— Start of Data shown —
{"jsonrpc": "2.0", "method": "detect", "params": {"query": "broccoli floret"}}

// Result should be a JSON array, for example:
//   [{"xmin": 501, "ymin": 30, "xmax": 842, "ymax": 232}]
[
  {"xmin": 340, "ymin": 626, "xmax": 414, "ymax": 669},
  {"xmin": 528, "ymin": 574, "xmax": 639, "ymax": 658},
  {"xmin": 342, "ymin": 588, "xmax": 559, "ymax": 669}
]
— End of Data shown —
Render the lines above as a Markdown table with two columns, Number and Line, leaving out any blank lines.

| Number | Line |
|---|---|
| 1 | {"jsonrpc": "2.0", "method": "detect", "params": {"query": "broccoli floret"}} |
| 2 | // Result should be a JSON array, for example: |
| 3 | //   [{"xmin": 501, "ymin": 30, "xmax": 842, "ymax": 232}] |
| 4 | [ |
| 5 |   {"xmin": 340, "ymin": 626, "xmax": 414, "ymax": 669}, |
| 6 |   {"xmin": 528, "ymin": 574, "xmax": 639, "ymax": 658}, |
| 7 |   {"xmin": 342, "ymin": 588, "xmax": 559, "ymax": 669} |
| 8 | ] |